* BEGIN WORKING DATA *

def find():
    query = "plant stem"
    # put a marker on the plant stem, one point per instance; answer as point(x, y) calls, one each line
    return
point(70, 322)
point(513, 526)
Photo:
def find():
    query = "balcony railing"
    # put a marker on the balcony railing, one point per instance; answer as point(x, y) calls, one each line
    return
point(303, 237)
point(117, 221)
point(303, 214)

* END WORKING DATA *
* BEGIN WORKING DATA *

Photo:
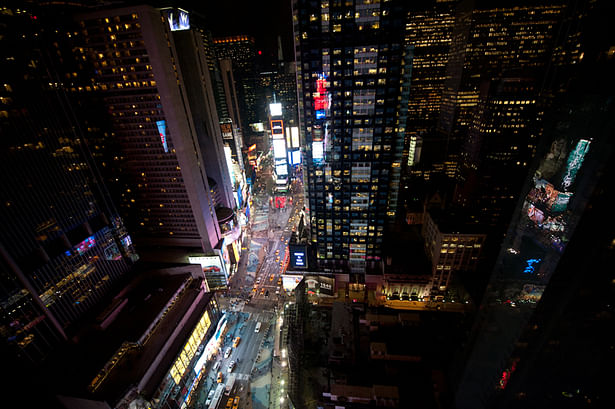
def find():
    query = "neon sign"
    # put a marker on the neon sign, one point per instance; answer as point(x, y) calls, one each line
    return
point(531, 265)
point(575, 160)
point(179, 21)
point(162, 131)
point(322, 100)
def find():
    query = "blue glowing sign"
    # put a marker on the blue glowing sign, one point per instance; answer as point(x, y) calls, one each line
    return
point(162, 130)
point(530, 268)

* END WORKING DATA *
* BEGIN WORKING DATA *

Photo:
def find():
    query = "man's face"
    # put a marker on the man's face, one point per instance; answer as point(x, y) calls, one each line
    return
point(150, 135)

* END WORKING DATA *

Locate every line in the records above that contains the word "blue", and copy each of those lines.

    query = "blue glowing sign"
    # put a marker on the blue glowing sign, one point per instance; answer as point(x, y) calls, one each line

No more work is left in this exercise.